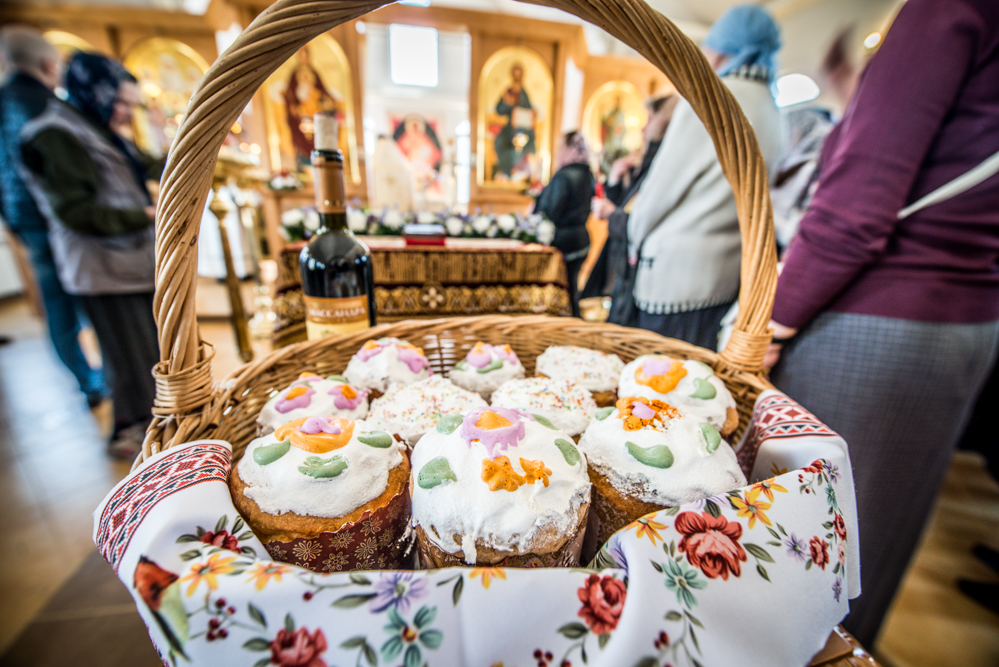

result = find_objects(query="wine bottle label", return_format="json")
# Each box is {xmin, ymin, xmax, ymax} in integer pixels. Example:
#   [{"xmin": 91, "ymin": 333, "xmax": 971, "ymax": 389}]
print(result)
[{"xmin": 305, "ymin": 294, "xmax": 371, "ymax": 340}]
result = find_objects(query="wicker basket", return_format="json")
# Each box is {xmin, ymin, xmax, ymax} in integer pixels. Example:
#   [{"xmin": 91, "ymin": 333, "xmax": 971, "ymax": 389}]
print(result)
[{"xmin": 136, "ymin": 0, "xmax": 777, "ymax": 464}]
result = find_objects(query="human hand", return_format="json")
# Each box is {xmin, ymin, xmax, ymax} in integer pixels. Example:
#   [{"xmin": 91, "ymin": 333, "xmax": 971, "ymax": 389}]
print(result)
[
  {"xmin": 590, "ymin": 197, "xmax": 617, "ymax": 220},
  {"xmin": 763, "ymin": 320, "xmax": 798, "ymax": 371}
]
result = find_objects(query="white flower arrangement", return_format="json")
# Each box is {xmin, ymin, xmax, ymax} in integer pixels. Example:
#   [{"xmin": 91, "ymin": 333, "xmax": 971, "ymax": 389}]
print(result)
[{"xmin": 281, "ymin": 206, "xmax": 555, "ymax": 245}]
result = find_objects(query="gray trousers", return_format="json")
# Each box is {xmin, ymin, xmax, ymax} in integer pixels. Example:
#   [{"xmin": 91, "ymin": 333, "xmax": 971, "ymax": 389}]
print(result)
[
  {"xmin": 80, "ymin": 292, "xmax": 160, "ymax": 433},
  {"xmin": 770, "ymin": 312, "xmax": 999, "ymax": 649}
]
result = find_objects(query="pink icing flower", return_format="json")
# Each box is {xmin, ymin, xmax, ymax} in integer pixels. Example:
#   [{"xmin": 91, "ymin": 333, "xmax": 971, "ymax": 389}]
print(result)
[
  {"xmin": 298, "ymin": 417, "xmax": 340, "ymax": 435},
  {"xmin": 328, "ymin": 384, "xmax": 368, "ymax": 410},
  {"xmin": 642, "ymin": 357, "xmax": 673, "ymax": 377},
  {"xmin": 274, "ymin": 384, "xmax": 316, "ymax": 414},
  {"xmin": 461, "ymin": 406, "xmax": 526, "ymax": 458}
]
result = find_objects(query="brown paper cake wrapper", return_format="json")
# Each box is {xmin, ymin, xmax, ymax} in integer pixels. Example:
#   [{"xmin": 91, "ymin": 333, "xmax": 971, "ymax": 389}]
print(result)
[
  {"xmin": 264, "ymin": 491, "xmax": 413, "ymax": 572},
  {"xmin": 416, "ymin": 504, "xmax": 588, "ymax": 570},
  {"xmin": 582, "ymin": 468, "xmax": 663, "ymax": 563}
]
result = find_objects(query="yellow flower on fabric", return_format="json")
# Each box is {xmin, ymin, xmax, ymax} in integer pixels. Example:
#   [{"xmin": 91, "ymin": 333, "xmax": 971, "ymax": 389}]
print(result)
[
  {"xmin": 468, "ymin": 567, "xmax": 506, "ymax": 589},
  {"xmin": 624, "ymin": 516, "xmax": 666, "ymax": 546},
  {"xmin": 752, "ymin": 479, "xmax": 787, "ymax": 502},
  {"xmin": 732, "ymin": 487, "xmax": 773, "ymax": 528},
  {"xmin": 180, "ymin": 554, "xmax": 236, "ymax": 597},
  {"xmin": 246, "ymin": 563, "xmax": 291, "ymax": 591}
]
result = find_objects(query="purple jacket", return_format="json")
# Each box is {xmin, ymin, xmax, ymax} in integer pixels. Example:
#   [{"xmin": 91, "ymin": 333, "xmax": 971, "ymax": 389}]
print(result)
[{"xmin": 773, "ymin": 0, "xmax": 999, "ymax": 328}]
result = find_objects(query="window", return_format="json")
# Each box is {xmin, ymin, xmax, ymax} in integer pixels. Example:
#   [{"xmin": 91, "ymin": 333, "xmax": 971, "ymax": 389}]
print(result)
[{"xmin": 389, "ymin": 25, "xmax": 440, "ymax": 88}]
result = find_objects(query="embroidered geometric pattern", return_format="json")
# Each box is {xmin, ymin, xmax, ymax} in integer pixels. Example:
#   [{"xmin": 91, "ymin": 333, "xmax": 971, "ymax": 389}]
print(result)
[
  {"xmin": 97, "ymin": 443, "xmax": 232, "ymax": 572},
  {"xmin": 736, "ymin": 394, "xmax": 839, "ymax": 475}
]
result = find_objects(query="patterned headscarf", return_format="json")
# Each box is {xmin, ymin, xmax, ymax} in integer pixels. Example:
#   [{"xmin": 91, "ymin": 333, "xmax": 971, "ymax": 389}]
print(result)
[
  {"xmin": 704, "ymin": 5, "xmax": 781, "ymax": 81},
  {"xmin": 66, "ymin": 51, "xmax": 135, "ymax": 127},
  {"xmin": 66, "ymin": 51, "xmax": 149, "ymax": 204},
  {"xmin": 556, "ymin": 131, "xmax": 590, "ymax": 171}
]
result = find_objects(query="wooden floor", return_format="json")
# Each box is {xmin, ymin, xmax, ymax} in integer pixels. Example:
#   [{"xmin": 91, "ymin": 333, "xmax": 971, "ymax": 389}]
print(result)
[{"xmin": 0, "ymin": 283, "xmax": 999, "ymax": 667}]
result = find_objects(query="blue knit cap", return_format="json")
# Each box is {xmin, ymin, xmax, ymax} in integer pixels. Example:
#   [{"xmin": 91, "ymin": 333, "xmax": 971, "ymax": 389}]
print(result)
[{"xmin": 704, "ymin": 5, "xmax": 781, "ymax": 80}]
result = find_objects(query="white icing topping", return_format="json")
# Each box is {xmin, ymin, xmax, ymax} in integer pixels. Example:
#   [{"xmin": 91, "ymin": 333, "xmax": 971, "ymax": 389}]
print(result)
[
  {"xmin": 412, "ymin": 417, "xmax": 590, "ymax": 564},
  {"xmin": 490, "ymin": 378, "xmax": 597, "ymax": 436},
  {"xmin": 537, "ymin": 345, "xmax": 624, "ymax": 391},
  {"xmin": 579, "ymin": 402, "xmax": 746, "ymax": 507},
  {"xmin": 368, "ymin": 375, "xmax": 486, "ymax": 445},
  {"xmin": 257, "ymin": 378, "xmax": 368, "ymax": 434},
  {"xmin": 617, "ymin": 355, "xmax": 735, "ymax": 431},
  {"xmin": 343, "ymin": 338, "xmax": 433, "ymax": 393},
  {"xmin": 448, "ymin": 350, "xmax": 524, "ymax": 401},
  {"xmin": 238, "ymin": 421, "xmax": 406, "ymax": 519}
]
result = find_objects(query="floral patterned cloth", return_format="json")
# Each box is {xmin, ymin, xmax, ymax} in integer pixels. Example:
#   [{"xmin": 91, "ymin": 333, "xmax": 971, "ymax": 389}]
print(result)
[{"xmin": 94, "ymin": 392, "xmax": 859, "ymax": 667}]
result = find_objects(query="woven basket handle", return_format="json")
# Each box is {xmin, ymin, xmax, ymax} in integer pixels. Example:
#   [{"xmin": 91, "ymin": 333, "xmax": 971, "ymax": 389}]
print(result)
[{"xmin": 154, "ymin": 0, "xmax": 777, "ymax": 428}]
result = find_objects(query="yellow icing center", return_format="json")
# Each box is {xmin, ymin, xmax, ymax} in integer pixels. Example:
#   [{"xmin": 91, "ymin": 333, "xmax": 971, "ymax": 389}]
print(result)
[
  {"xmin": 475, "ymin": 410, "xmax": 513, "ymax": 431},
  {"xmin": 284, "ymin": 385, "xmax": 309, "ymax": 401},
  {"xmin": 482, "ymin": 456, "xmax": 552, "ymax": 492},
  {"xmin": 274, "ymin": 417, "xmax": 354, "ymax": 454},
  {"xmin": 635, "ymin": 361, "xmax": 687, "ymax": 394}
]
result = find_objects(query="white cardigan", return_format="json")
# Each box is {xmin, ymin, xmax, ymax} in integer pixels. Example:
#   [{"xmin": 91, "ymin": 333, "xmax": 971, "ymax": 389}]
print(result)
[{"xmin": 628, "ymin": 76, "xmax": 782, "ymax": 313}]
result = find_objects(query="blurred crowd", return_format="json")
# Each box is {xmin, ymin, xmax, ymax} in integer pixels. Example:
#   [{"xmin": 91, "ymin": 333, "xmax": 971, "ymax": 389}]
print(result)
[
  {"xmin": 0, "ymin": 26, "xmax": 163, "ymax": 460},
  {"xmin": 535, "ymin": 0, "xmax": 999, "ymax": 646}
]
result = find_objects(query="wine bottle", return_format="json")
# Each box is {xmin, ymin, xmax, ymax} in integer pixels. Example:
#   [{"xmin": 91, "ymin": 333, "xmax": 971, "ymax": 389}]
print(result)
[{"xmin": 298, "ymin": 113, "xmax": 375, "ymax": 340}]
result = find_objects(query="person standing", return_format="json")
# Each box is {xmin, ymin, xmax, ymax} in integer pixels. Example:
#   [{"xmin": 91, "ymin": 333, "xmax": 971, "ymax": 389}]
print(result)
[
  {"xmin": 20, "ymin": 53, "xmax": 160, "ymax": 458},
  {"xmin": 580, "ymin": 95, "xmax": 680, "ymax": 326},
  {"xmin": 628, "ymin": 5, "xmax": 781, "ymax": 349},
  {"xmin": 767, "ymin": 0, "xmax": 999, "ymax": 646},
  {"xmin": 534, "ymin": 131, "xmax": 596, "ymax": 317},
  {"xmin": 0, "ymin": 26, "xmax": 105, "ymax": 408}
]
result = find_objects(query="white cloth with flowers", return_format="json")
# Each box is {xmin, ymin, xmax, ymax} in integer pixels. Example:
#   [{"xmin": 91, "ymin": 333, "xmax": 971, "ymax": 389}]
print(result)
[{"xmin": 94, "ymin": 391, "xmax": 860, "ymax": 667}]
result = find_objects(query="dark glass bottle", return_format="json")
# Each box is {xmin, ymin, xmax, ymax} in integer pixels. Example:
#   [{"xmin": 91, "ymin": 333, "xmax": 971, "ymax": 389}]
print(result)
[{"xmin": 298, "ymin": 114, "xmax": 375, "ymax": 340}]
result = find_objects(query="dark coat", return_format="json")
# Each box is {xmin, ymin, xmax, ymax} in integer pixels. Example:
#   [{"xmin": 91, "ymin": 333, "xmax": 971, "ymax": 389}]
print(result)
[
  {"xmin": 0, "ymin": 73, "xmax": 54, "ymax": 233},
  {"xmin": 534, "ymin": 164, "xmax": 596, "ymax": 256}
]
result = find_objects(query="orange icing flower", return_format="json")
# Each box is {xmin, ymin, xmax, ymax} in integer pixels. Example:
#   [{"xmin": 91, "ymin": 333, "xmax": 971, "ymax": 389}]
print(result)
[
  {"xmin": 615, "ymin": 396, "xmax": 680, "ymax": 431},
  {"xmin": 475, "ymin": 410, "xmax": 513, "ymax": 431},
  {"xmin": 482, "ymin": 456, "xmax": 552, "ymax": 492},
  {"xmin": 274, "ymin": 417, "xmax": 354, "ymax": 454},
  {"xmin": 635, "ymin": 358, "xmax": 687, "ymax": 394}
]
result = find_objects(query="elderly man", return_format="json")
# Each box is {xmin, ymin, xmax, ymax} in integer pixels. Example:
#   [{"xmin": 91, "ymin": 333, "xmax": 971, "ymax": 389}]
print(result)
[{"xmin": 0, "ymin": 26, "xmax": 104, "ymax": 407}]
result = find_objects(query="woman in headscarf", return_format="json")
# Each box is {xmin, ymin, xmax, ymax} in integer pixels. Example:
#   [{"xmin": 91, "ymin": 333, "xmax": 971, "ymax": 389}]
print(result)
[
  {"xmin": 628, "ymin": 5, "xmax": 781, "ymax": 349},
  {"xmin": 534, "ymin": 130, "xmax": 596, "ymax": 317},
  {"xmin": 21, "ymin": 53, "xmax": 159, "ymax": 458}
]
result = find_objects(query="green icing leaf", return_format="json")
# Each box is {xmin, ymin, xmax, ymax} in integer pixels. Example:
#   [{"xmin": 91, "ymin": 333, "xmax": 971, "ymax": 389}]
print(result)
[
  {"xmin": 555, "ymin": 438, "xmax": 579, "ymax": 466},
  {"xmin": 416, "ymin": 456, "xmax": 458, "ymax": 489},
  {"xmin": 531, "ymin": 414, "xmax": 558, "ymax": 431},
  {"xmin": 597, "ymin": 405, "xmax": 616, "ymax": 422},
  {"xmin": 298, "ymin": 454, "xmax": 347, "ymax": 479},
  {"xmin": 437, "ymin": 415, "xmax": 465, "ymax": 435},
  {"xmin": 700, "ymin": 422, "xmax": 721, "ymax": 454},
  {"xmin": 476, "ymin": 359, "xmax": 503, "ymax": 373},
  {"xmin": 687, "ymin": 359, "xmax": 715, "ymax": 375},
  {"xmin": 690, "ymin": 378, "xmax": 718, "ymax": 400},
  {"xmin": 357, "ymin": 431, "xmax": 392, "ymax": 449},
  {"xmin": 624, "ymin": 442, "xmax": 673, "ymax": 468},
  {"xmin": 253, "ymin": 440, "xmax": 291, "ymax": 466}
]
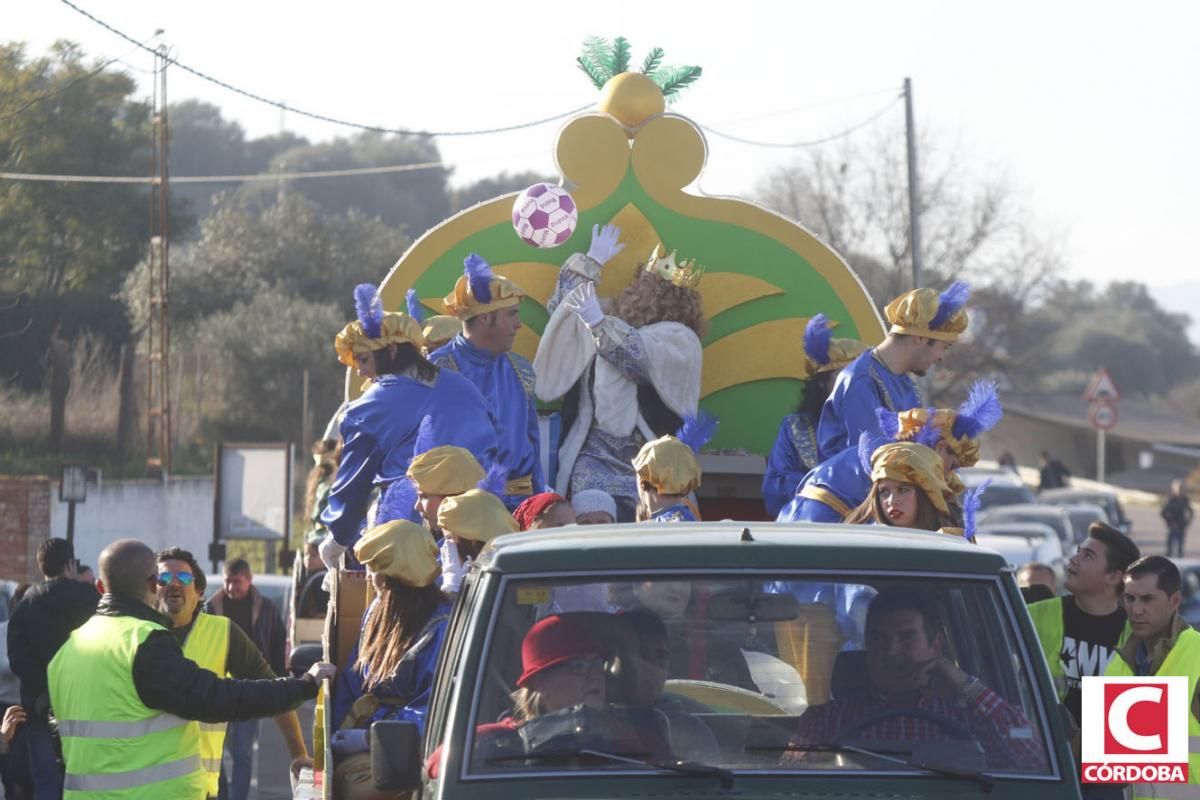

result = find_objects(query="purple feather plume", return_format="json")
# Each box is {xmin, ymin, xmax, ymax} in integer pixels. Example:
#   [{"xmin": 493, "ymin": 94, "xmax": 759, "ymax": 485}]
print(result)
[
  {"xmin": 413, "ymin": 414, "xmax": 438, "ymax": 458},
  {"xmin": 354, "ymin": 283, "xmax": 383, "ymax": 339},
  {"xmin": 676, "ymin": 411, "xmax": 718, "ymax": 453},
  {"xmin": 804, "ymin": 314, "xmax": 833, "ymax": 366},
  {"xmin": 962, "ymin": 477, "xmax": 991, "ymax": 541},
  {"xmin": 953, "ymin": 380, "xmax": 1004, "ymax": 439},
  {"xmin": 462, "ymin": 253, "xmax": 496, "ymax": 302},
  {"xmin": 912, "ymin": 408, "xmax": 942, "ymax": 450},
  {"xmin": 875, "ymin": 408, "xmax": 900, "ymax": 440},
  {"xmin": 929, "ymin": 281, "xmax": 971, "ymax": 331},
  {"xmin": 476, "ymin": 462, "xmax": 509, "ymax": 497},
  {"xmin": 858, "ymin": 431, "xmax": 889, "ymax": 475},
  {"xmin": 404, "ymin": 289, "xmax": 425, "ymax": 325},
  {"xmin": 376, "ymin": 477, "xmax": 416, "ymax": 525}
]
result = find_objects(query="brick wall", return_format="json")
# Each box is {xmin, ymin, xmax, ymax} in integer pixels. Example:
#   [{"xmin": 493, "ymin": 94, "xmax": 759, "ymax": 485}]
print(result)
[{"xmin": 0, "ymin": 475, "xmax": 50, "ymax": 582}]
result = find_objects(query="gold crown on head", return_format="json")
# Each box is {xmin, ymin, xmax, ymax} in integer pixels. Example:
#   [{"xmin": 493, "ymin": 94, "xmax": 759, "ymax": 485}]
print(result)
[{"xmin": 646, "ymin": 243, "xmax": 704, "ymax": 289}]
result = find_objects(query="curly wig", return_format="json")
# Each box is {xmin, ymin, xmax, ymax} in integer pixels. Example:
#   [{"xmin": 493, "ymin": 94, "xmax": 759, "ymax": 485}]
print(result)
[{"xmin": 611, "ymin": 269, "xmax": 708, "ymax": 338}]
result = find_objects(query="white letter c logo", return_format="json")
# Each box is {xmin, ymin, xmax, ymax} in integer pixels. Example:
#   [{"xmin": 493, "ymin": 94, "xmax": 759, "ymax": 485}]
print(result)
[{"xmin": 1109, "ymin": 686, "xmax": 1163, "ymax": 750}]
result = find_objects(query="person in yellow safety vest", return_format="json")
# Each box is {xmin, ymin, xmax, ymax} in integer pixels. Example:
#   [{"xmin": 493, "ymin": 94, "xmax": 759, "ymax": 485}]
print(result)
[
  {"xmin": 157, "ymin": 547, "xmax": 312, "ymax": 798},
  {"xmin": 48, "ymin": 539, "xmax": 334, "ymax": 800},
  {"xmin": 1104, "ymin": 555, "xmax": 1200, "ymax": 800},
  {"xmin": 1030, "ymin": 522, "xmax": 1141, "ymax": 727}
]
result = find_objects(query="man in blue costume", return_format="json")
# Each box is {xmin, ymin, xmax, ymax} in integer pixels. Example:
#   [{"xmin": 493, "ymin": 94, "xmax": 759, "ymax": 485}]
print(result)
[
  {"xmin": 320, "ymin": 283, "xmax": 497, "ymax": 570},
  {"xmin": 817, "ymin": 281, "xmax": 971, "ymax": 461},
  {"xmin": 430, "ymin": 253, "xmax": 546, "ymax": 511},
  {"xmin": 778, "ymin": 380, "xmax": 1003, "ymax": 522},
  {"xmin": 762, "ymin": 314, "xmax": 866, "ymax": 517}
]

# # # #

What the task requires
Extract every line of the records above that contains the string "dark". Treat uppercase and lowercase letters as distinct.

Solution below
result = find_objects(query="dark glass bottle", return_format="json")
result = find_objects(query="dark coat", return_format="json")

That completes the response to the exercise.